■ **QUESTÃO BREVE 1**: De acordo com a reportagem sobre o desaparecimento de Carlos Eduardo, qual é a profissão do pai do jovem?
■ **QUESTÃO BREVE 2**: Transcreva o trecho da reportagem sobre o desaparecimento de Carlos Eduardo que se inicia em "A falta de informações" e prossegue até "pai de Cadu.".
■ **QUESTÃO BREVE 3**: Dê prosseguimento à reportagem sobre o desaparecimento de Carlos Eduardo, redigindo a parte seguinte a partir do ponto em que ela termina.

■ **FONTE**:
Carlos Eduardo está desaparecido desde 27 de dezembro após abordagem da PM, segundo testemunhas; delegado diz que sem testemunhas, caso pode ficar sem solução
Quarenta e seis dias. Esse é o tempo que a família de Carlos Eduardo dos Santos Nascimento, 20 anos, está sem saber do paradeiro do jovem, que desapareceu depois de uma abordagem da PM na tarde de 27 de dezembro de 2019, na periferia de Jundiaí, interior de São Paulo. Autoridades informam que a falta de testemunhas está prejudicando andamento do caso.
A falta de informações das autoridades sobre o caso é a pior parte do desaparecimento do jovem. É o que diz à Ponte o segurança Eduardo Aparecido do Nascimento, 52 anos, pai de Cadu.
“Tá rolando um silêncio enorme, grande. Tá assim: ‘vamos deixar da maneira que está, daqui uns três, quatro meses a família esquece e fica por isso mesmo’. Mas não vamos esquecer, não vamos ficar quietos de maneira nenhuma”, afirma Eduardo.

■ **MATERIAL FORNECIDO**:

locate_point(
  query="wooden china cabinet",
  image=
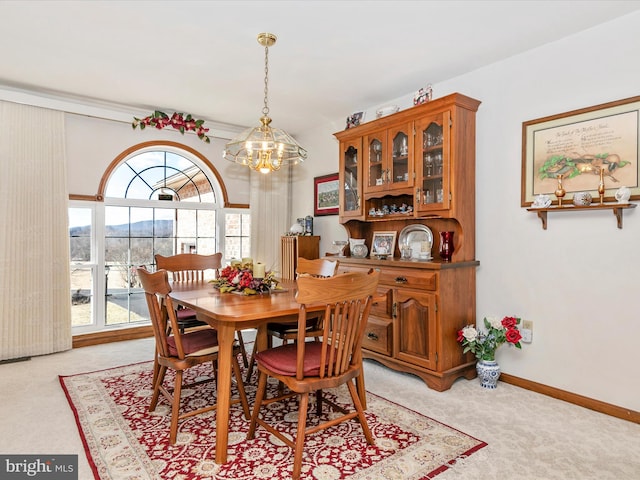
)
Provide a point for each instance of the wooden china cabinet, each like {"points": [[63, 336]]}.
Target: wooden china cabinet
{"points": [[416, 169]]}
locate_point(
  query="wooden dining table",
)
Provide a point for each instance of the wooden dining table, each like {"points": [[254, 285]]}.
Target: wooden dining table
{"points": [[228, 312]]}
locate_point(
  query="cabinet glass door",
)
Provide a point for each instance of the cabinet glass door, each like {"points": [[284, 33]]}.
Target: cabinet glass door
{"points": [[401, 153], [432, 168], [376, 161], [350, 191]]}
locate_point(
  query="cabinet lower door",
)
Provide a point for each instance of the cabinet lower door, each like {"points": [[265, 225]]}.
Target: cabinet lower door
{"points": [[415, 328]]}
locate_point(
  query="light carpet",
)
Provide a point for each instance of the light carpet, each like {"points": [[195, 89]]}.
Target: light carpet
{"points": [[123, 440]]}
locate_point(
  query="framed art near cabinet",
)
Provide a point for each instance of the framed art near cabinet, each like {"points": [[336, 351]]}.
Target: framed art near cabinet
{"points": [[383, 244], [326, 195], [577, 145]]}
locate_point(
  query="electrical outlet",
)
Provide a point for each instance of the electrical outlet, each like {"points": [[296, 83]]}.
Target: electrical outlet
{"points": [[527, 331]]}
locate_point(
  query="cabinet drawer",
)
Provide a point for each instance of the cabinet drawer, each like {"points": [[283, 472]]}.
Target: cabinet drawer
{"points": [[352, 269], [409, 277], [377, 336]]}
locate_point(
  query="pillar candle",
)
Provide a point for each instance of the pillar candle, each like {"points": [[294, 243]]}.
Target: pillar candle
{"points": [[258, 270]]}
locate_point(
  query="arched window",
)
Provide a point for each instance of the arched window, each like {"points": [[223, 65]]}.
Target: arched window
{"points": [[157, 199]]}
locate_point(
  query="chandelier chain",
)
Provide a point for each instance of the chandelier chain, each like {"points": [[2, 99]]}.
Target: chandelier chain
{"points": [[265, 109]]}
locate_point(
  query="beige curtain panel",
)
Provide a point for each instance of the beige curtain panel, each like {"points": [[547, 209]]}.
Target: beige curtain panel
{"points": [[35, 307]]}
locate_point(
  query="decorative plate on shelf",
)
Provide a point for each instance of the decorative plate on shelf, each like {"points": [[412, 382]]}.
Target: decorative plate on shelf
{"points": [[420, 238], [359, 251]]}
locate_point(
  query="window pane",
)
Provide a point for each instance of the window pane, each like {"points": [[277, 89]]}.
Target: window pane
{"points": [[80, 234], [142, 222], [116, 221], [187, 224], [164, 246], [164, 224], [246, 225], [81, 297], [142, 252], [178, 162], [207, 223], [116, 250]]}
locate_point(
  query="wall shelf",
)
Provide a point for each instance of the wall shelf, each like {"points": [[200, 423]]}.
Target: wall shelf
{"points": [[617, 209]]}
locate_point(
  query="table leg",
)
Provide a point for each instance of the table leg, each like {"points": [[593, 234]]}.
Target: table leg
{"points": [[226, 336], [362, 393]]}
* * *
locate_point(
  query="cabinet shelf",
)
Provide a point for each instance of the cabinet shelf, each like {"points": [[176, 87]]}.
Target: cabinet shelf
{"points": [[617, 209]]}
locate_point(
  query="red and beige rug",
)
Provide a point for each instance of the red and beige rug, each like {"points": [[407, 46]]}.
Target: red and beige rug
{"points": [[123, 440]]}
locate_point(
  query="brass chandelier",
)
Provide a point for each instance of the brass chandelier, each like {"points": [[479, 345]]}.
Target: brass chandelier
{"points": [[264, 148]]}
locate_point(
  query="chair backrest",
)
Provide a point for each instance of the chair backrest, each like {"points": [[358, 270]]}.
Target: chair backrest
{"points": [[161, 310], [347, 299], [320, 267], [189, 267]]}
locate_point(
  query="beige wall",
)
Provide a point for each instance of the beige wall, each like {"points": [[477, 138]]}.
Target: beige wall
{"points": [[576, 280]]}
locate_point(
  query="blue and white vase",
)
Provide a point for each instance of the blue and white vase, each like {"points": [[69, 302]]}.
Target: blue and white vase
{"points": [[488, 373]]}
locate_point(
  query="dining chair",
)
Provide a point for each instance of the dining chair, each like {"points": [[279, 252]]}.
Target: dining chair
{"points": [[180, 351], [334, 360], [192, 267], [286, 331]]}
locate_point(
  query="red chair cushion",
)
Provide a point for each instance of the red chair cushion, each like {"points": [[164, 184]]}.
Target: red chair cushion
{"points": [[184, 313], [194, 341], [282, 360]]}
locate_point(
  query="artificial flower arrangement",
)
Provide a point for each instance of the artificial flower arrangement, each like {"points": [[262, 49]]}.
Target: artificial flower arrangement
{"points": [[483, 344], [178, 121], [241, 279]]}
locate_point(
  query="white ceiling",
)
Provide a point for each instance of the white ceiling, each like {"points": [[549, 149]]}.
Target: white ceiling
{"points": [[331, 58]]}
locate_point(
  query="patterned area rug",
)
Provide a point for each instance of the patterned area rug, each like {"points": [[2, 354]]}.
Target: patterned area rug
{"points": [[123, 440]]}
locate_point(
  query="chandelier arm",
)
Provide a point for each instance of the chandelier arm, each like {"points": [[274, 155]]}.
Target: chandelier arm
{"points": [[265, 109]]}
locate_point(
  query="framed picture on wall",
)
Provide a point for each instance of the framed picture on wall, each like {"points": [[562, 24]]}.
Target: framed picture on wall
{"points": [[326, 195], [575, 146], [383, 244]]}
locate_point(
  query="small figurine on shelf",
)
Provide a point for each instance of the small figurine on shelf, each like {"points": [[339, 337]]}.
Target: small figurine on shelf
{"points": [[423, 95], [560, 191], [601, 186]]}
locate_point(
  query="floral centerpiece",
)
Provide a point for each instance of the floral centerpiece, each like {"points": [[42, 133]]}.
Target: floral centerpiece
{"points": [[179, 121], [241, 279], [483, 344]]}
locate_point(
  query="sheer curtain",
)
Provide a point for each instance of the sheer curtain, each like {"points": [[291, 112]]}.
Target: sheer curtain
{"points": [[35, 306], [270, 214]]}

■ **RESPOSTA REDIGIDA 1**: O pai de Carlos Eduardo é segurança.

■ **RESPOSTA REDIGIDA 2**:
A falta de informações das autoridades sobre o caso é a pior parte do desaparecimento do jovem. É o que diz à Ponte o segurança Eduardo Aparecido do Nascimento, 52 anos, pai de Cadu.

■ **RESPOSTA REDIGIDA 3**:
Ele conta que a família se sente angustiada diante das poucas informações sobre os rumos das investigações. “[Corregedoria da PM e Delegacia de Investigações Gerais] Falam que estão investigando, mas que sem testemunhas não têm como fazer nada. A gente pede informação e eles falam que não têm informação nenhuma, que é sigiloso. Sigiloso por quê?”, indaga.
Eduardo afirma que a situação está insustentável. “Difícil é só apelido, está horrível. Já são mais de 40 dias sem notícias, ninguém nos informa nada como sempre. Um laudo sobre a atividade de uma viatura que era para ficar pronto em 30 dias ainda não está pronto”, desabafa o pai.
Existem duas investigações paralelas sobre o desaparecimento de Cadu. Uma é coordenada pela Polícia Civil e está sendo feita pela Delegacia de Investigações Gerais de Jundiaí, a DIG. A outra é da própria PM, encabeçada pela Corregedoria da corporação. Mas, até agora, segundo a família, ambas as investigações não conseguiram responder a pergunta que tem sido feita desde o dia do sumiço: onde está Carlos Eduardo?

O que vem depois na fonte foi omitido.